WHAT IS EXPECTED
Put every line of the entries below into a JSON list of strings, one string per line, skipping blank lines. Leave the pictures out.

(Collected data entries)

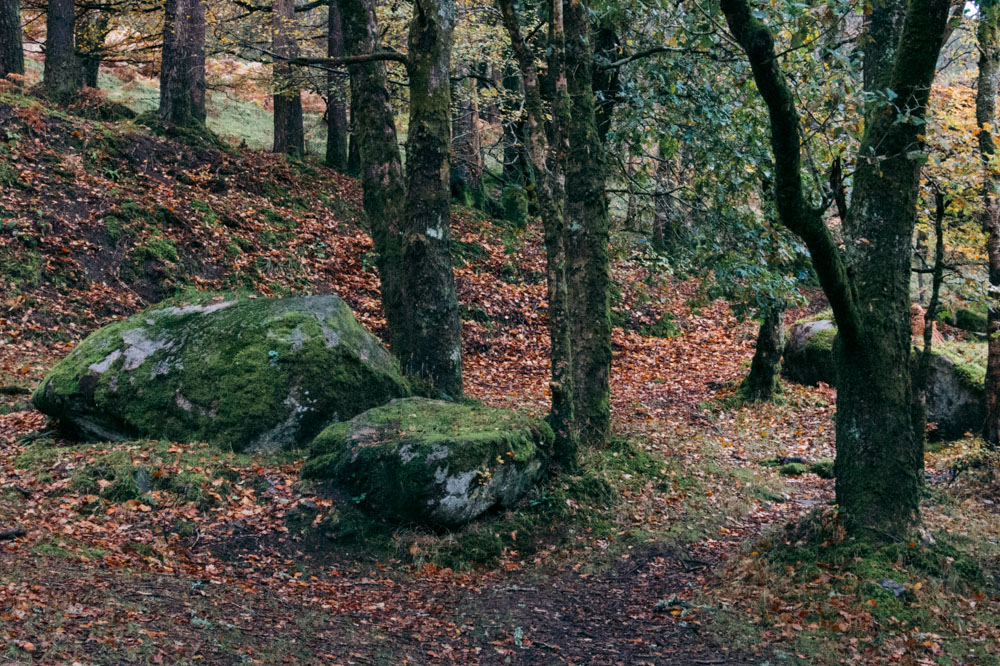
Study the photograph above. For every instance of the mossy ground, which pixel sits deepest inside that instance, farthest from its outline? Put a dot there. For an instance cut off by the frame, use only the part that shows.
(819, 597)
(234, 367)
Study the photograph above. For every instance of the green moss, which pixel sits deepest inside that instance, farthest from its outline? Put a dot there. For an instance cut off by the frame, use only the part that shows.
(230, 380)
(970, 320)
(390, 454)
(823, 468)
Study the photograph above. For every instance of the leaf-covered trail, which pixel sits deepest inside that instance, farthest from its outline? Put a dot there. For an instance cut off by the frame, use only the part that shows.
(119, 584)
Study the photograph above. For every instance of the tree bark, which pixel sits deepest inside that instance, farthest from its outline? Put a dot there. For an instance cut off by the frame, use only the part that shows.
(588, 224)
(90, 35)
(336, 105)
(467, 146)
(547, 163)
(435, 346)
(879, 463)
(11, 47)
(988, 35)
(353, 153)
(289, 136)
(61, 78)
(182, 74)
(384, 190)
(763, 383)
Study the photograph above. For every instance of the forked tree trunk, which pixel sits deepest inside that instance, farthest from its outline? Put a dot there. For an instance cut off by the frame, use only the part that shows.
(182, 74)
(879, 465)
(289, 137)
(588, 224)
(336, 106)
(61, 78)
(435, 345)
(11, 47)
(762, 384)
(373, 134)
(986, 95)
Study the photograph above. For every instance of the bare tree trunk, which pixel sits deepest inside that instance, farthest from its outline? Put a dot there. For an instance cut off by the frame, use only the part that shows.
(435, 348)
(11, 47)
(588, 224)
(547, 163)
(336, 105)
(879, 466)
(373, 134)
(353, 152)
(90, 35)
(182, 74)
(467, 146)
(762, 384)
(289, 137)
(61, 78)
(989, 75)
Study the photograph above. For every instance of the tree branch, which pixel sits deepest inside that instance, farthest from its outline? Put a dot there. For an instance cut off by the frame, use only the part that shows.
(794, 210)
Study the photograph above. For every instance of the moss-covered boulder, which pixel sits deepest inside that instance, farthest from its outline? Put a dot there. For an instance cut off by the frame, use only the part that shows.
(956, 395)
(251, 374)
(808, 355)
(432, 462)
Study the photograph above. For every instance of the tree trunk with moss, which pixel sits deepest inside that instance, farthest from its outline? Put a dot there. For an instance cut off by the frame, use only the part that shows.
(336, 96)
(986, 95)
(588, 238)
(435, 345)
(384, 190)
(879, 465)
(289, 137)
(11, 46)
(182, 74)
(762, 384)
(546, 160)
(353, 152)
(61, 78)
(467, 144)
(90, 35)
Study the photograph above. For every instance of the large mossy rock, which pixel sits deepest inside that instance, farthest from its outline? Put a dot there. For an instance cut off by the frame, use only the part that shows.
(956, 394)
(433, 462)
(251, 374)
(808, 355)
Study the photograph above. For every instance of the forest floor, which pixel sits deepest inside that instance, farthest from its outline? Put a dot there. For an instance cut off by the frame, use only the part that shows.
(671, 546)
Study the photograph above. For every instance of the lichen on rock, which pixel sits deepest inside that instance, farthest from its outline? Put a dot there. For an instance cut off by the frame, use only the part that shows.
(254, 374)
(433, 462)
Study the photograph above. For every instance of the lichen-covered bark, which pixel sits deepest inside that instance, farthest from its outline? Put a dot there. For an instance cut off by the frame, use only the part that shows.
(11, 47)
(763, 383)
(182, 74)
(289, 137)
(61, 78)
(91, 31)
(883, 25)
(467, 145)
(879, 451)
(986, 94)
(588, 238)
(336, 106)
(435, 347)
(547, 163)
(374, 134)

FULL RESPONSE
[
  "Study the photograph above. For every instance of the mossy ground, which pixel sits deepest inside that instance, farthest from its outline? Put a dot there. For an instance cut off by the frame, use only the part that shows.",
  "(819, 597)",
  "(234, 367)",
  "Study the photograph above. For every instance of the green moss, which pixel sits deepest inside that instance, farthest from its outline? Put a dot there. For an instance cut off by the frame, use only the part that shows.",
  "(230, 380)",
  "(970, 320)",
  "(390, 454)",
  "(823, 468)",
  "Study the photograph above. For every instance of the leaf-covered trail, which pixel sits deepest inside that instance, farthest from its outline? Put a dot there. For an instance cut off by the frame, use only the part that shows.",
  "(119, 584)",
  "Study the photograph above. For every instance of the tree bark, which pixel sits deepest inside that instance, farthest from its outline? Put a dot there. For an instance cut off by the frame, use only the part that shows.",
  "(588, 224)",
  "(90, 35)",
  "(336, 105)",
  "(467, 146)",
  "(547, 163)",
  "(435, 346)",
  "(879, 463)",
  "(11, 47)",
  "(988, 35)",
  "(353, 153)",
  "(289, 136)",
  "(61, 78)",
  "(182, 74)",
  "(384, 190)",
  "(763, 383)",
  "Study the photograph above. For every instance of the forked tree trunk, which pixel sits deepest inside that instance, farthest from its outline? Put a dot there. For an instance cut off by the frame, use only the part that shows.",
  "(182, 74)",
  "(879, 465)",
  "(289, 137)",
  "(588, 224)",
  "(336, 106)",
  "(61, 78)",
  "(435, 345)",
  "(11, 47)",
  "(762, 384)",
  "(373, 134)",
  "(986, 95)",
  "Study the photograph above. For every instance of the bare tree trunk, which pixel sits deepest inside that instance, farthest from its outline? Put a dot there. For an instance cut off by the frame, use only the part that shows.",
  "(435, 348)",
  "(11, 47)",
  "(588, 224)",
  "(547, 163)",
  "(336, 105)",
  "(879, 466)",
  "(373, 134)",
  "(353, 152)",
  "(90, 35)",
  "(182, 74)",
  "(467, 146)",
  "(762, 384)",
  "(289, 137)",
  "(61, 78)",
  "(989, 75)",
  "Study the photograph above. For every instance of the tree branch, which pixel sits deepest inside that instance, farthest from its outline? Put a dot there. For an instance cut off by the frame, use only the part that shows.",
  "(794, 210)",
  "Study the photograph above. For every instance of the moss-covered boulder, which pixel sits deepest inside that instance, farthest from its outline? Put a dot there. For an instance cut off by the frame, use only the part that shows.",
  "(956, 395)",
  "(251, 374)",
  "(808, 355)",
  "(432, 462)",
  "Study the photograph above. For every instance of the tree trunk with moss, which pixel sits deepest inside that instance, farthest from its outline? Put a dot there. For an instance cut off by the frame, use only the part that shows.",
  "(336, 96)",
  "(986, 95)",
  "(588, 238)",
  "(435, 345)",
  "(384, 190)",
  "(879, 465)",
  "(289, 137)",
  "(11, 46)",
  "(182, 74)",
  "(762, 384)",
  "(546, 160)",
  "(353, 152)",
  "(61, 78)",
  "(467, 144)",
  "(90, 35)",
  "Study the photograph above. For every instance of the large mossy rock, which pixel sits deepest inside that instance, farthest from its outline? Put a dot there. For an instance cut off by the frame, use only the part that shows.",
  "(956, 394)",
  "(433, 462)",
  "(251, 374)",
  "(808, 355)",
  "Study the photograph above. For every instance of the forest floor, which pixel sits deepest inside that instance, farthest from its outline? Put a dot there. For an instance cut off by the frame, use only the part that shows.",
  "(671, 546)",
  "Study the photograph above. For every instance of the lichen on rock, which pixel sits deepest inside that instance, farthest from its outline? Put a dot there. For an instance cut off by the frame, use only the part that shows.",
  "(254, 374)",
  "(433, 462)",
  "Study the photograph above. For every instance of the lichen-covered bark, which pixel sits deepest inside that instance, farthest from its outline? Put a dot there. For an instance cut off by the frame, use only the part that shows.",
  "(11, 47)",
  "(763, 383)",
  "(182, 74)",
  "(289, 137)",
  "(61, 78)",
  "(91, 31)",
  "(883, 25)",
  "(467, 145)",
  "(879, 451)",
  "(986, 94)",
  "(588, 238)",
  "(336, 106)",
  "(435, 347)",
  "(547, 163)",
  "(374, 134)"
]